# What is needed:
The lines you return must be all those in the data that hold the string "concrete".

[Dataset records]
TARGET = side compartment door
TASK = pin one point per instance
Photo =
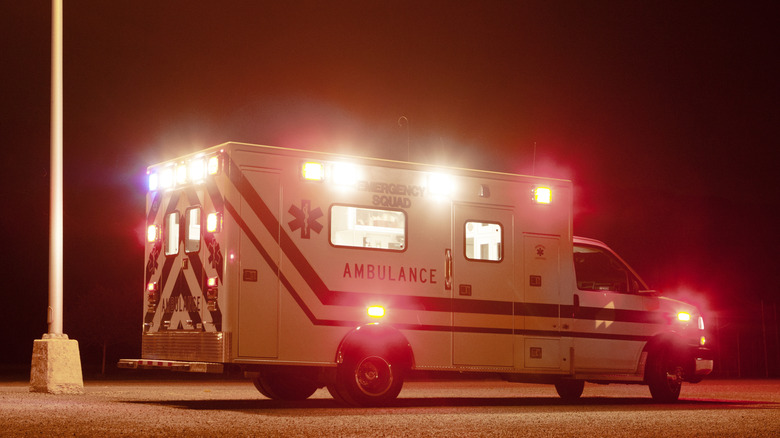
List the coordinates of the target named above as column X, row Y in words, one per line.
column 482, row 278
column 541, row 298
column 258, row 292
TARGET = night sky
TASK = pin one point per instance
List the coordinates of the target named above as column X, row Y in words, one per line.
column 664, row 114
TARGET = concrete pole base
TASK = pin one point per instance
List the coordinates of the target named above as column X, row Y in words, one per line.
column 56, row 366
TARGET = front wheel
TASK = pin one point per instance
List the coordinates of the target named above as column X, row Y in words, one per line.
column 367, row 380
column 570, row 390
column 665, row 375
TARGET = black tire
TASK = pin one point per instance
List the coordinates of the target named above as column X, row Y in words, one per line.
column 665, row 374
column 367, row 380
column 285, row 386
column 570, row 390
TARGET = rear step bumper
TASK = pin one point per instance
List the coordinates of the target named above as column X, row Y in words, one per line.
column 172, row 365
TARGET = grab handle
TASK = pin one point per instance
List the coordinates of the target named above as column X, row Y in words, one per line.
column 448, row 269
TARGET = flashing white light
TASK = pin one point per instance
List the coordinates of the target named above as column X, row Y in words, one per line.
column 152, row 233
column 166, row 178
column 313, row 171
column 440, row 184
column 542, row 195
column 345, row 174
column 213, row 165
column 376, row 311
column 213, row 222
column 197, row 170
column 181, row 174
column 154, row 181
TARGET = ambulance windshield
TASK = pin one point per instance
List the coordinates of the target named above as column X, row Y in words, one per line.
column 599, row 270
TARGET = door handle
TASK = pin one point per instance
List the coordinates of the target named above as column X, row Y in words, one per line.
column 576, row 307
column 448, row 269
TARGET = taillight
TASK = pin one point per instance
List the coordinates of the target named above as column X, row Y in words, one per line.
column 212, row 293
column 213, row 222
column 152, row 294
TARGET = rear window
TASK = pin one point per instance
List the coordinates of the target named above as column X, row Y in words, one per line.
column 361, row 227
column 484, row 241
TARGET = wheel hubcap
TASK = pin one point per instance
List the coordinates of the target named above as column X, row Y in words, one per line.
column 374, row 376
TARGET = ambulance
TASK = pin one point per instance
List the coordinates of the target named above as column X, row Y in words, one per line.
column 307, row 269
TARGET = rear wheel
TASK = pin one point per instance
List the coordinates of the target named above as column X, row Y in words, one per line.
column 570, row 390
column 367, row 380
column 285, row 385
column 665, row 375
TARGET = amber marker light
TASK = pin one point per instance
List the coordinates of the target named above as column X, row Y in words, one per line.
column 212, row 165
column 376, row 311
column 542, row 195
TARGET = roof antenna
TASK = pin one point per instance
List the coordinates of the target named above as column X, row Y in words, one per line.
column 408, row 148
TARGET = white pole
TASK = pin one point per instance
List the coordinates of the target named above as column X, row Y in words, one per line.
column 56, row 363
column 56, row 209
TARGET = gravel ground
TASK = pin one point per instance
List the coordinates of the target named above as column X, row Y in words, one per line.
column 451, row 409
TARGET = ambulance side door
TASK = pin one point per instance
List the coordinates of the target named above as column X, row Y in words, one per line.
column 482, row 286
column 607, row 313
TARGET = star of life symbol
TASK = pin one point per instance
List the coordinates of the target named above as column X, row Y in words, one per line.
column 305, row 219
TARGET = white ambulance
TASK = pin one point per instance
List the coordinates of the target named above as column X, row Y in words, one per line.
column 308, row 269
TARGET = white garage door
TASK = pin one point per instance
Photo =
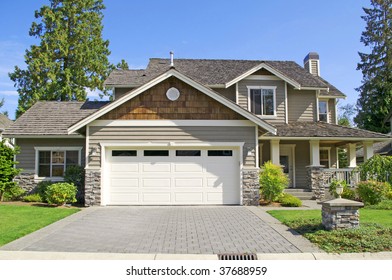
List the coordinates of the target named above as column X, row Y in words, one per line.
column 172, row 176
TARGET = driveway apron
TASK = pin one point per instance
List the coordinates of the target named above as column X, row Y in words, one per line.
column 158, row 229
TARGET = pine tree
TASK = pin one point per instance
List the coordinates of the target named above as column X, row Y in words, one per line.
column 70, row 58
column 375, row 99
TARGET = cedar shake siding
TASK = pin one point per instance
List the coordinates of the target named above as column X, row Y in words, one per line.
column 26, row 157
column 176, row 134
column 301, row 105
column 154, row 105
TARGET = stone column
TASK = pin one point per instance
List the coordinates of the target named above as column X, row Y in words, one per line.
column 92, row 191
column 274, row 148
column 340, row 213
column 352, row 155
column 250, row 187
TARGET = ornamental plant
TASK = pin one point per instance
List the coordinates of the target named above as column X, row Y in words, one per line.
column 7, row 169
column 61, row 193
column 272, row 181
column 373, row 192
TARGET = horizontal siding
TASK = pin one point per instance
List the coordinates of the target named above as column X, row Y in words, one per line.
column 229, row 93
column 301, row 105
column 147, row 134
column 26, row 157
column 280, row 96
column 332, row 111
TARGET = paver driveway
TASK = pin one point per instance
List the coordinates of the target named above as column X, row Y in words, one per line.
column 171, row 230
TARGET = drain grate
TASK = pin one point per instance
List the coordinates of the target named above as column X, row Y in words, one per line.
column 237, row 257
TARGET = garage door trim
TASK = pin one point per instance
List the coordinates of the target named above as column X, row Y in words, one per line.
column 168, row 145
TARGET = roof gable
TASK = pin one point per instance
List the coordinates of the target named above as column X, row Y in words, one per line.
column 173, row 73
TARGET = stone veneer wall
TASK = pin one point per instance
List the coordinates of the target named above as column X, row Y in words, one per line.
column 250, row 187
column 92, row 193
column 315, row 181
column 26, row 181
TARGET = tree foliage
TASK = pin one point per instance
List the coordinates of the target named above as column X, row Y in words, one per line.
column 70, row 58
column 7, row 169
column 375, row 99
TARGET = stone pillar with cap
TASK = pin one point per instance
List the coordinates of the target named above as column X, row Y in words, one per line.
column 340, row 213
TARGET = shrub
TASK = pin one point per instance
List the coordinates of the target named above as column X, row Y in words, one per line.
column 75, row 175
column 7, row 170
column 35, row 197
column 61, row 193
column 289, row 200
column 347, row 193
column 272, row 181
column 372, row 192
column 377, row 168
column 13, row 193
column 41, row 189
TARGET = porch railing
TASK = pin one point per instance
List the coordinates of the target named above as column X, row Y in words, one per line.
column 350, row 175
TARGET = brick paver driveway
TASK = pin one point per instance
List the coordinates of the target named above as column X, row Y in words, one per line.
column 177, row 230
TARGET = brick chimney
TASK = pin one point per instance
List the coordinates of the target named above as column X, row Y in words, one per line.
column 312, row 63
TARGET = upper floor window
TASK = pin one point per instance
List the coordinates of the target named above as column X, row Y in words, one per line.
column 323, row 110
column 262, row 100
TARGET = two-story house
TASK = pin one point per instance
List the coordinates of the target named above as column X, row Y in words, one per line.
column 192, row 131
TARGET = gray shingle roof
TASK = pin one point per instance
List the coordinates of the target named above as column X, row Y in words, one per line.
column 322, row 129
column 382, row 148
column 52, row 117
column 4, row 122
column 216, row 72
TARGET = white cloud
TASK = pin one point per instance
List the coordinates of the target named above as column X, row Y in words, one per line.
column 8, row 92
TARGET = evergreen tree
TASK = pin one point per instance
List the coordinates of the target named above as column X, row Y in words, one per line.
column 70, row 58
column 375, row 99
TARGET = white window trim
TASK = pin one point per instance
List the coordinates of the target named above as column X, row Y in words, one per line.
column 329, row 155
column 318, row 111
column 53, row 149
column 261, row 88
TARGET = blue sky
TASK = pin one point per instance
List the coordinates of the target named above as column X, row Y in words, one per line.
column 246, row 29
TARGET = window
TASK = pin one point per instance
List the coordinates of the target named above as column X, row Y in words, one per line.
column 262, row 100
column 324, row 157
column 220, row 153
column 53, row 163
column 323, row 110
column 156, row 153
column 188, row 153
column 123, row 153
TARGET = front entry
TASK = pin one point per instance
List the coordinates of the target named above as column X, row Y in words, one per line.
column 287, row 162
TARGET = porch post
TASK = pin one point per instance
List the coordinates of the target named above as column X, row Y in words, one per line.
column 367, row 150
column 275, row 156
column 314, row 152
column 352, row 157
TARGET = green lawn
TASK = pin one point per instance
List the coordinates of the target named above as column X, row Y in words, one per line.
column 17, row 221
column 374, row 234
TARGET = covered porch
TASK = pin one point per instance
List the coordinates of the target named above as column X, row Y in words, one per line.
column 311, row 160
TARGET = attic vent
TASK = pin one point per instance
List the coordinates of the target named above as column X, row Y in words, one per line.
column 237, row 257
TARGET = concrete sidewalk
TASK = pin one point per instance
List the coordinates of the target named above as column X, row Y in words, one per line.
column 28, row 255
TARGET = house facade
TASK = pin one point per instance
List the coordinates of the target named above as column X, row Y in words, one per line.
column 191, row 132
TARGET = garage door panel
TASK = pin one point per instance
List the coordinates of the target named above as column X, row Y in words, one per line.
column 173, row 180
column 156, row 167
column 124, row 198
column 156, row 198
column 156, row 183
column 125, row 183
column 187, row 167
column 124, row 167
column 188, row 183
column 189, row 198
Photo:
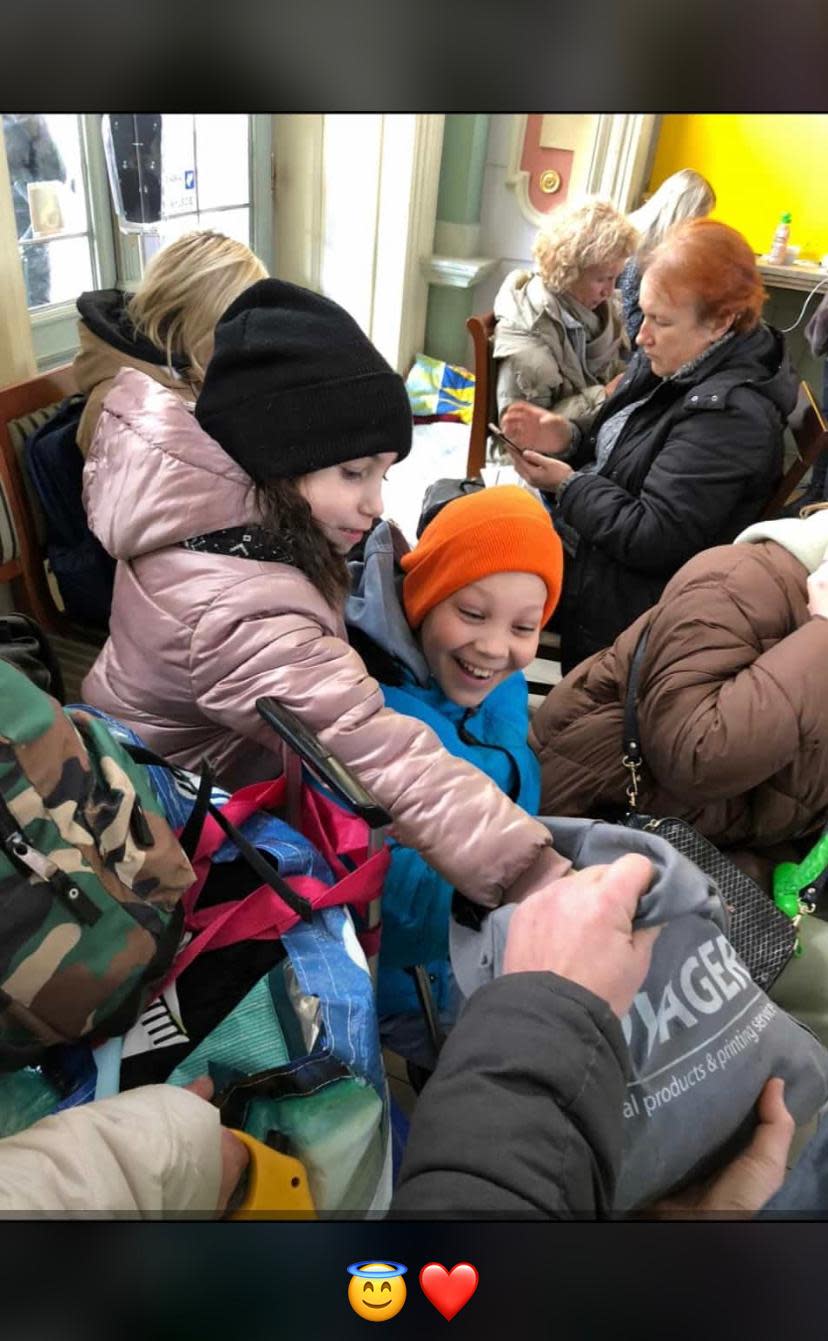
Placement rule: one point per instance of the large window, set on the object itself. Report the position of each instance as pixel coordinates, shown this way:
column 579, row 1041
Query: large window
column 215, row 173
column 46, row 165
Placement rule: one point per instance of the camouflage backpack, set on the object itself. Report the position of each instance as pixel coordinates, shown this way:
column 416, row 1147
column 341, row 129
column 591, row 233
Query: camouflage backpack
column 90, row 877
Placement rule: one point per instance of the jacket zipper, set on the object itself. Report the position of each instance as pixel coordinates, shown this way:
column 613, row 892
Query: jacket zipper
column 466, row 736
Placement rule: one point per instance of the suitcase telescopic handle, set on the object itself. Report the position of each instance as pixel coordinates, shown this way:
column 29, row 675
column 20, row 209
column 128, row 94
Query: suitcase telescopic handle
column 321, row 762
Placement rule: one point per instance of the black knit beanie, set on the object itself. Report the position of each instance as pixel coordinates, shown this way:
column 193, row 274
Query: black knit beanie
column 294, row 386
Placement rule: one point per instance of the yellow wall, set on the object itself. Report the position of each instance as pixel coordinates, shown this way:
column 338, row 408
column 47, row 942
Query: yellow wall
column 758, row 166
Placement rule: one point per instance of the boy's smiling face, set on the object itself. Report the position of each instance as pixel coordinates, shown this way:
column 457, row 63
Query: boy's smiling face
column 483, row 633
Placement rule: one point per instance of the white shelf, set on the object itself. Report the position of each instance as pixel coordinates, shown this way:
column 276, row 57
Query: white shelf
column 799, row 275
column 456, row 271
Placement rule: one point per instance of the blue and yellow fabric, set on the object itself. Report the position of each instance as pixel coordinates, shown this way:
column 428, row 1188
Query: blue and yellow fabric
column 438, row 388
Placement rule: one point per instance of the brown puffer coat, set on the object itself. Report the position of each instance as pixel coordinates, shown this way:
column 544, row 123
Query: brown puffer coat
column 733, row 706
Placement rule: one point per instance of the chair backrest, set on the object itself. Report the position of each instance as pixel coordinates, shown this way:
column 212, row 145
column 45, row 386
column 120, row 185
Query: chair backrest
column 485, row 400
column 23, row 408
column 809, row 433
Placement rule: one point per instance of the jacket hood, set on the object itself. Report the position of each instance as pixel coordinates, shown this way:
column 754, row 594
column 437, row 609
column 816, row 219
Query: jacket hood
column 375, row 605
column 109, row 342
column 757, row 358
column 805, row 538
column 153, row 476
column 104, row 311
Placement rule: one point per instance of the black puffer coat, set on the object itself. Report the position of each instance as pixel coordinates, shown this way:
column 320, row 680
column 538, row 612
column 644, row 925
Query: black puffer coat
column 695, row 464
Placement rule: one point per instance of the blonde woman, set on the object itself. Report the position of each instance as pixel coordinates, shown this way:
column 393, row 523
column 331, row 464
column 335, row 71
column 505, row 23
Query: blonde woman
column 165, row 329
column 686, row 195
column 560, row 335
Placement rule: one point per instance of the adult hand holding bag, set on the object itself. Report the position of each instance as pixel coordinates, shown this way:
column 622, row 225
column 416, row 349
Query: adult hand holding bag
column 703, row 1037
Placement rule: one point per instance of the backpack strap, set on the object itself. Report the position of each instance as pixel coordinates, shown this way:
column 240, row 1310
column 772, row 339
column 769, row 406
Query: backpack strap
column 632, row 756
column 204, row 806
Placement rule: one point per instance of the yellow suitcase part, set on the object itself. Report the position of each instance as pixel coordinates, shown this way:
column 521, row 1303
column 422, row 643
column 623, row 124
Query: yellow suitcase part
column 277, row 1184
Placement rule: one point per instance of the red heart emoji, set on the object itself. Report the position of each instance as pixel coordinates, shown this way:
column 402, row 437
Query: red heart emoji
column 448, row 1290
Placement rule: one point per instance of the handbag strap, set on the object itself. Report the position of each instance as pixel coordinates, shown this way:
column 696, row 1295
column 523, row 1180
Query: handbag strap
column 632, row 756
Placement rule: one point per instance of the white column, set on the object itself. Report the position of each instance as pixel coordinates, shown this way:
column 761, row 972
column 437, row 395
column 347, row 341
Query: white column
column 16, row 353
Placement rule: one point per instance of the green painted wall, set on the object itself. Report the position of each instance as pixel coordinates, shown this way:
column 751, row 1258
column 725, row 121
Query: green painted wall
column 464, row 141
column 464, row 144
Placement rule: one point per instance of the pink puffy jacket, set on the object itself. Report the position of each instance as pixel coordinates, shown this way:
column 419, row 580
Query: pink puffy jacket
column 196, row 638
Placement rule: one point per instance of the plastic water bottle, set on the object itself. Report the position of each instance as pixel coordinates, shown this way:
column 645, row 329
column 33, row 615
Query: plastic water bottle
column 779, row 248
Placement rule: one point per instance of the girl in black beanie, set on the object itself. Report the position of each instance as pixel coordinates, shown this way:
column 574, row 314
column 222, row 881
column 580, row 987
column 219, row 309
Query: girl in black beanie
column 231, row 530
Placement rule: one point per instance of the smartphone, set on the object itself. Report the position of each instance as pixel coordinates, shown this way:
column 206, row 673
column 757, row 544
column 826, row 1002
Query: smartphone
column 498, row 432
column 328, row 767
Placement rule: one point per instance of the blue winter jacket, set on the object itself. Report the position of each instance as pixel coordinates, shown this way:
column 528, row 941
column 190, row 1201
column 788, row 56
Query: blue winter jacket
column 416, row 901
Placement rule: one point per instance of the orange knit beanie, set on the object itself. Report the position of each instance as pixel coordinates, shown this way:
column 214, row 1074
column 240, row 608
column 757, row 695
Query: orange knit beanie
column 502, row 529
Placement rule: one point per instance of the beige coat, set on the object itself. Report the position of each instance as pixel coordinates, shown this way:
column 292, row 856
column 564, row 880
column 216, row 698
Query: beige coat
column 95, row 368
column 149, row 1152
column 545, row 356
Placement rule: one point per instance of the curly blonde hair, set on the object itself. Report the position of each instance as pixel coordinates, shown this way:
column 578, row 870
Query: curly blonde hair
column 686, row 195
column 185, row 290
column 580, row 236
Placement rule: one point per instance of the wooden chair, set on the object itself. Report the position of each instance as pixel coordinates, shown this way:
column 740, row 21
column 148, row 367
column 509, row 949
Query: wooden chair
column 485, row 400
column 23, row 565
column 809, row 433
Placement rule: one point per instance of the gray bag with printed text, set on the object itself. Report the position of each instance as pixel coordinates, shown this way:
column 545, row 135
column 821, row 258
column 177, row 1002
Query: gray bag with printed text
column 702, row 1035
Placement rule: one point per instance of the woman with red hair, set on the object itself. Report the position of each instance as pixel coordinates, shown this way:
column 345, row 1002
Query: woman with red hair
column 685, row 453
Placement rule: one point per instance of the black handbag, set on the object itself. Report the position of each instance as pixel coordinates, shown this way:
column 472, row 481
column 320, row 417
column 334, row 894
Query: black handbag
column 26, row 647
column 762, row 936
column 442, row 492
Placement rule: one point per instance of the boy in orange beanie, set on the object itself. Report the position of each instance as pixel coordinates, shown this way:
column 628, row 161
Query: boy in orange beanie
column 447, row 629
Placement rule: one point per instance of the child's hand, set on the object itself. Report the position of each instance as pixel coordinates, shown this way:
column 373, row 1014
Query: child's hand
column 235, row 1156
column 536, row 429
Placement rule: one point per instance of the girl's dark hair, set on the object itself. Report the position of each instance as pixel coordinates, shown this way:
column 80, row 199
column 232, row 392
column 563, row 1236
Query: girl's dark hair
column 287, row 514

# Your solution:
TARGET = concrete pole base
TARGET = concrete sidewalk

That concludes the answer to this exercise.